START DATA EXCERPTS
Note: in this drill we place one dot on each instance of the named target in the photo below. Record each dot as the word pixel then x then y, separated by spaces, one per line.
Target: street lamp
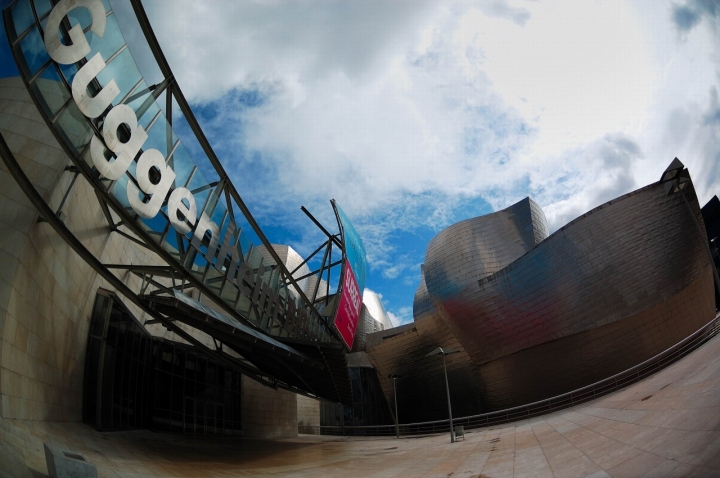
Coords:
pixel 437 351
pixel 397 420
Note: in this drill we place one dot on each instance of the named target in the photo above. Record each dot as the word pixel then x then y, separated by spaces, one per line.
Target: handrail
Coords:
pixel 559 402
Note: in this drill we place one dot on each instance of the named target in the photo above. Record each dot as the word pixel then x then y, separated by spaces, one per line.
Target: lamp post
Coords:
pixel 397 419
pixel 437 351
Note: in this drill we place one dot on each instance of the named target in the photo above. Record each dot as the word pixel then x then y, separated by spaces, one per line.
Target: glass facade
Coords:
pixel 134 380
pixel 213 245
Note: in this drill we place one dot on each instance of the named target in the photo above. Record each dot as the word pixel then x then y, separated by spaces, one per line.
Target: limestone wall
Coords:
pixel 268 413
pixel 308 415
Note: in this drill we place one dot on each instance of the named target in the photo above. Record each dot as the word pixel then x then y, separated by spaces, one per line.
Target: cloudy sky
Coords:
pixel 416 114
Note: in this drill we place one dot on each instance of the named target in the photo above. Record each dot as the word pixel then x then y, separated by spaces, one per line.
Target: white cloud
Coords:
pixel 408 111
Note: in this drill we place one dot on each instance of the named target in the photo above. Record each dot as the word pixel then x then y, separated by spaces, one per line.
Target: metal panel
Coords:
pixel 535 316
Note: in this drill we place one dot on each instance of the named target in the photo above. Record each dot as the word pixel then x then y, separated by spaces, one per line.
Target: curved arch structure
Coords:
pixel 535 316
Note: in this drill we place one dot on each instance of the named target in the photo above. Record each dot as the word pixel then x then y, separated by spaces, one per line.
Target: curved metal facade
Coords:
pixel 535 316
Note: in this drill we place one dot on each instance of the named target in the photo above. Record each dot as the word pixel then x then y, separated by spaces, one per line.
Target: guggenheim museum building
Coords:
pixel 138 290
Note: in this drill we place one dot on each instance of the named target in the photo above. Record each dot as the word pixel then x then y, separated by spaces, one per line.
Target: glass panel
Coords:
pixel 42 7
pixel 157 135
pixel 182 164
pixel 125 73
pixel 52 90
pixel 73 124
pixel 80 16
pixel 68 72
pixel 110 42
pixel 33 48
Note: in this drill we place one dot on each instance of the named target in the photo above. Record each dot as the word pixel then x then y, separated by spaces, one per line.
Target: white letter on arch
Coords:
pixel 125 152
pixel 67 54
pixel 149 159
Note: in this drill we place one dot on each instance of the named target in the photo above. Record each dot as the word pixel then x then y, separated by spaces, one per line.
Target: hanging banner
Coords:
pixel 352 284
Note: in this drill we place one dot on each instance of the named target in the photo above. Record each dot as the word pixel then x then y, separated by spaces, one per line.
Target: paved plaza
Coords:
pixel 666 425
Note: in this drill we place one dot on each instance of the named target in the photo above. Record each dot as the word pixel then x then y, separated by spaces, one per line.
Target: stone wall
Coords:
pixel 268 413
pixel 46 290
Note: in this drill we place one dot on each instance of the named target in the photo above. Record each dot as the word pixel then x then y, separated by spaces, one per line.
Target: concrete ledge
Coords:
pixel 67 464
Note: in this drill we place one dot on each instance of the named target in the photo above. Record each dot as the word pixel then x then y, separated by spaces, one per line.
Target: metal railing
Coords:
pixel 542 407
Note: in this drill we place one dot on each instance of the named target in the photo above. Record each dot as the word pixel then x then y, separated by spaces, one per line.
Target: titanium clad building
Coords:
pixel 534 316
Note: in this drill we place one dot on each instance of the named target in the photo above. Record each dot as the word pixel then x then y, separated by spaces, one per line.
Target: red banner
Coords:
pixel 349 309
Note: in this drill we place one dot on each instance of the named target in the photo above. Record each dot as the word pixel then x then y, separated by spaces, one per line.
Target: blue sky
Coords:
pixel 414 115
pixel 417 114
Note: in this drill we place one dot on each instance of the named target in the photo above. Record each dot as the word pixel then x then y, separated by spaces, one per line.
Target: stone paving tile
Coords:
pixel 667 425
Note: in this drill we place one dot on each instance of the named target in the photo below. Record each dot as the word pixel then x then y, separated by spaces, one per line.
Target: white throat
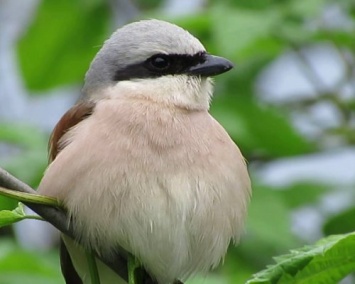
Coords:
pixel 179 90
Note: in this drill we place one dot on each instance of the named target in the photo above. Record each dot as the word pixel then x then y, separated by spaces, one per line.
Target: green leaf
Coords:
pixel 8 217
pixel 22 266
pixel 29 157
pixel 60 52
pixel 30 197
pixel 328 261
pixel 254 126
pixel 237 30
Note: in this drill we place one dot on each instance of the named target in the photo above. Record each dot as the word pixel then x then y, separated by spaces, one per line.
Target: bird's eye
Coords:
pixel 160 62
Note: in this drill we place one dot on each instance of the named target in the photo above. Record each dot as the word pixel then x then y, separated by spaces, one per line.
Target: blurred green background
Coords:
pixel 289 104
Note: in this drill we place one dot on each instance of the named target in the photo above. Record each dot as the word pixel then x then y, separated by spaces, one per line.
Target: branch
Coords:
pixel 58 219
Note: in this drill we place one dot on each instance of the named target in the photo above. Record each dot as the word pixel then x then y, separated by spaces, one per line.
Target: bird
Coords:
pixel 140 164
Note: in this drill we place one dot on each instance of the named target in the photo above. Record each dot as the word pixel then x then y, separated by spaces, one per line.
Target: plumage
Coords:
pixel 145 167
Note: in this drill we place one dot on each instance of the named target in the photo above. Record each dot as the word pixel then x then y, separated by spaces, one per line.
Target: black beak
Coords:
pixel 211 66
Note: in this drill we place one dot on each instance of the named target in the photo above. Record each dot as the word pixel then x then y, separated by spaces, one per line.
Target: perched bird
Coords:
pixel 139 163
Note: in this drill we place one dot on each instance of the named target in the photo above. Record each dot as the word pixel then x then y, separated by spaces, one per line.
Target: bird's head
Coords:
pixel 155 60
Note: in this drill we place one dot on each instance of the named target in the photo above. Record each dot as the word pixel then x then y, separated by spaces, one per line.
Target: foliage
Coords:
pixel 67 34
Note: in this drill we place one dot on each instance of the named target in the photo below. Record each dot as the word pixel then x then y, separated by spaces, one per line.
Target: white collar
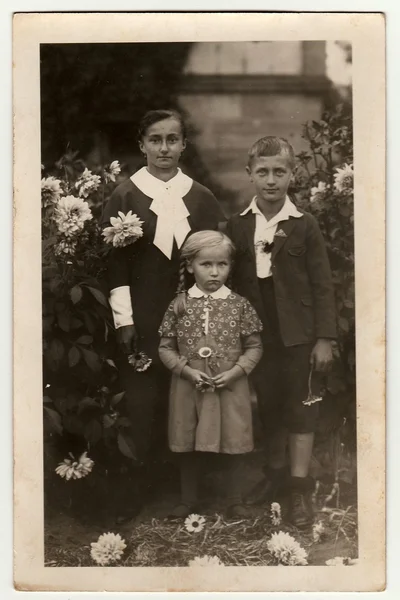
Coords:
pixel 223 292
pixel 178 186
pixel 287 210
pixel 168 205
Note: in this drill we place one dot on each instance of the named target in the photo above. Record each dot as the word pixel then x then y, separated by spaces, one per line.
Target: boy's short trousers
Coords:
pixel 281 377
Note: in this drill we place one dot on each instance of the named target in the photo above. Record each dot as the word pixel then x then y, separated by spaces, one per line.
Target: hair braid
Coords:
pixel 180 298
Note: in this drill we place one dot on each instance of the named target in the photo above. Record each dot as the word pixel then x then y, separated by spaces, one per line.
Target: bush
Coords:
pixel 82 398
pixel 83 402
pixel 324 187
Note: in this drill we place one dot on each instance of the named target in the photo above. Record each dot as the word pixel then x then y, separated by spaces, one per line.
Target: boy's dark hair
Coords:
pixel 154 116
pixel 272 146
END DATA EXCERPTS
*REQUIRED WORK*
Please return all lines from the records that hold the word "panel".

*EXERCISE RESPONSE*
Target: metal panel
Target: glass panel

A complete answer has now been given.